[OBJECTIVE]
Leaving out the pictures, transcribe all of the records faithfully.

Spatial annotation records:
□ □ □ □

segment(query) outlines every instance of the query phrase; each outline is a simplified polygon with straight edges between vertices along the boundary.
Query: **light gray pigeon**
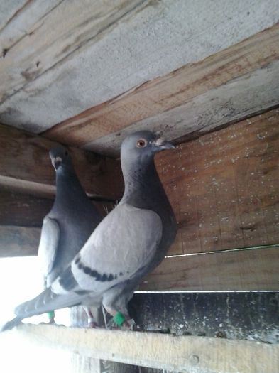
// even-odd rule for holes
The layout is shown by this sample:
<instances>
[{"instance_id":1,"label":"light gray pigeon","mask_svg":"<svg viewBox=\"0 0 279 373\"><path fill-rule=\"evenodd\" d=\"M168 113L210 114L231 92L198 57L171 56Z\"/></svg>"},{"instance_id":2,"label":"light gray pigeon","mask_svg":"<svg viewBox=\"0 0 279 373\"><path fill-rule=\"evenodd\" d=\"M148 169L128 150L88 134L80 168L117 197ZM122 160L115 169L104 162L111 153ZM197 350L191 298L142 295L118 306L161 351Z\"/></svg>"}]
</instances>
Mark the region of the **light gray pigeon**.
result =
<instances>
[{"instance_id":1,"label":"light gray pigeon","mask_svg":"<svg viewBox=\"0 0 279 373\"><path fill-rule=\"evenodd\" d=\"M38 248L45 287L66 269L102 220L77 178L67 149L53 148L50 157L56 173L56 196L43 220ZM90 323L91 310L85 310Z\"/></svg>"},{"instance_id":2,"label":"light gray pigeon","mask_svg":"<svg viewBox=\"0 0 279 373\"><path fill-rule=\"evenodd\" d=\"M173 147L149 131L123 141L125 192L119 204L51 286L18 306L16 318L2 330L49 310L101 302L118 325L128 323L128 301L175 237L175 217L154 164L156 152Z\"/></svg>"}]
</instances>

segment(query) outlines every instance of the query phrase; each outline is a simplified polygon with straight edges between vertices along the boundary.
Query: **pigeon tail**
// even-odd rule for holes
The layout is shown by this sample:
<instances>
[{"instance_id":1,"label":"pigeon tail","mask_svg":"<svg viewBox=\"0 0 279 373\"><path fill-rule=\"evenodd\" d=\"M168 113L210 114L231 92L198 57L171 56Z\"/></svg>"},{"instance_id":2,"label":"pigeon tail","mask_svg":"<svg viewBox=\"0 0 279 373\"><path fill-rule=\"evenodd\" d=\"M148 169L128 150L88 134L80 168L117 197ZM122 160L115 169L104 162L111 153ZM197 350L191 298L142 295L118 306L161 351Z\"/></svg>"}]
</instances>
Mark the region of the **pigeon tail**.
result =
<instances>
[{"instance_id":1,"label":"pigeon tail","mask_svg":"<svg viewBox=\"0 0 279 373\"><path fill-rule=\"evenodd\" d=\"M51 291L51 288L47 288L33 299L18 306L14 312L17 316L26 318L65 307L77 306L80 303L81 299L80 295L75 293L55 294Z\"/></svg>"},{"instance_id":2,"label":"pigeon tail","mask_svg":"<svg viewBox=\"0 0 279 373\"><path fill-rule=\"evenodd\" d=\"M88 294L84 295L84 298L88 297ZM41 315L46 312L64 308L65 307L72 307L80 304L83 297L75 293L67 294L55 294L51 291L50 288L46 288L38 296L20 304L14 310L16 317L8 321L1 329L0 331L12 329L21 321L26 318Z\"/></svg>"}]
</instances>

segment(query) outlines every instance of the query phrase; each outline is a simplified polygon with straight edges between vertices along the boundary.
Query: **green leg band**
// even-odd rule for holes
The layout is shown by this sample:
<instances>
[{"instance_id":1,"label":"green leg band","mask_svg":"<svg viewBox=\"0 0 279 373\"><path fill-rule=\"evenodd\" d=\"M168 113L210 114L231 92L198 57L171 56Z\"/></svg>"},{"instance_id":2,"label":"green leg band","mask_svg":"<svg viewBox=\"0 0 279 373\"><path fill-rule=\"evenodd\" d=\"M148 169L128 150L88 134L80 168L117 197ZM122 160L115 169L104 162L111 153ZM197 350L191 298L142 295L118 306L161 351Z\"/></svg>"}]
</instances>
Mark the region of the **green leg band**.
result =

□ □ □ □

[RESPONSE TO THE EXERCISE]
segment(query) outlines every instance of the query phrase; each outline is a simplified polygon with straight edges between vertices along the boundary.
Query: **light gray pigeon**
// even-odd rule for holes
The layout is shown by this sample:
<instances>
[{"instance_id":1,"label":"light gray pigeon","mask_svg":"<svg viewBox=\"0 0 279 373\"><path fill-rule=\"evenodd\" d=\"M168 113L210 114L231 92L198 57L171 56Z\"/></svg>"},{"instance_id":2,"label":"light gray pigeon","mask_svg":"<svg viewBox=\"0 0 279 373\"><path fill-rule=\"evenodd\" d=\"M148 169L128 150L88 134L80 168L117 197ZM122 160L115 169L104 162L111 153ZM197 350L191 298L142 295L118 306L161 351Z\"/></svg>"}]
</instances>
Mark the region of the **light gray pigeon**.
result =
<instances>
[{"instance_id":1,"label":"light gray pigeon","mask_svg":"<svg viewBox=\"0 0 279 373\"><path fill-rule=\"evenodd\" d=\"M38 248L45 287L66 269L102 220L77 178L67 149L53 148L50 157L56 173L56 196L43 220ZM90 323L91 310L85 310Z\"/></svg>"},{"instance_id":2,"label":"light gray pigeon","mask_svg":"<svg viewBox=\"0 0 279 373\"><path fill-rule=\"evenodd\" d=\"M173 147L149 131L123 141L125 192L119 204L51 286L18 306L16 318L2 330L49 310L101 302L118 325L128 323L128 301L175 237L175 217L154 164L156 152Z\"/></svg>"}]
</instances>

segment(query) outlines every instance of the query phrase; each outline is a simplified polygon with straight edges between vertices along the boundary.
Query: **pigeon tail**
// even-odd rule for holes
The layout is shown by this sample:
<instances>
[{"instance_id":1,"label":"pigeon tail","mask_svg":"<svg viewBox=\"0 0 279 373\"><path fill-rule=\"evenodd\" d=\"M168 113L210 114L231 92L198 57L171 56Z\"/></svg>"},{"instance_id":2,"label":"pigeon tail","mask_svg":"<svg viewBox=\"0 0 279 373\"><path fill-rule=\"evenodd\" d=\"M148 169L128 150L88 134L80 168L117 197ZM122 160L115 169L104 162L111 153ZM197 350L191 298L142 295L118 306L161 351Z\"/></svg>"}]
</instances>
Mark the region of the **pigeon tail**.
result =
<instances>
[{"instance_id":1,"label":"pigeon tail","mask_svg":"<svg viewBox=\"0 0 279 373\"><path fill-rule=\"evenodd\" d=\"M51 291L51 288L47 288L33 299L18 306L14 312L17 316L26 318L65 307L77 306L80 303L81 299L80 295L75 293L55 294Z\"/></svg>"},{"instance_id":2,"label":"pigeon tail","mask_svg":"<svg viewBox=\"0 0 279 373\"><path fill-rule=\"evenodd\" d=\"M88 294L84 295L84 298L88 297ZM41 315L46 312L64 308L65 307L72 307L80 304L83 297L75 293L67 294L55 294L51 291L50 288L46 288L38 296L20 304L14 310L16 317L8 321L1 329L0 331L12 329L21 321L26 318Z\"/></svg>"}]
</instances>

segment(query) outlines every instance of the query phrase; each outline is a simplified polygon with straight edges between vertices along the boundary.
Query: **green leg band**
// even-odd rule for holes
The layout is shown by this sample:
<instances>
[{"instance_id":1,"label":"green leg band","mask_svg":"<svg viewBox=\"0 0 279 373\"><path fill-rule=\"evenodd\" d=\"M168 113L210 114L231 92L198 57L171 56Z\"/></svg>"},{"instance_id":2,"label":"green leg band","mask_svg":"<svg viewBox=\"0 0 279 373\"><path fill-rule=\"evenodd\" d=\"M148 169L128 150L88 134L80 168L117 197ZM122 160L115 169L104 162L111 153ZM197 350L191 298L142 295L118 306L161 351Z\"/></svg>"}]
</instances>
Mark the region of the **green leg band**.
result =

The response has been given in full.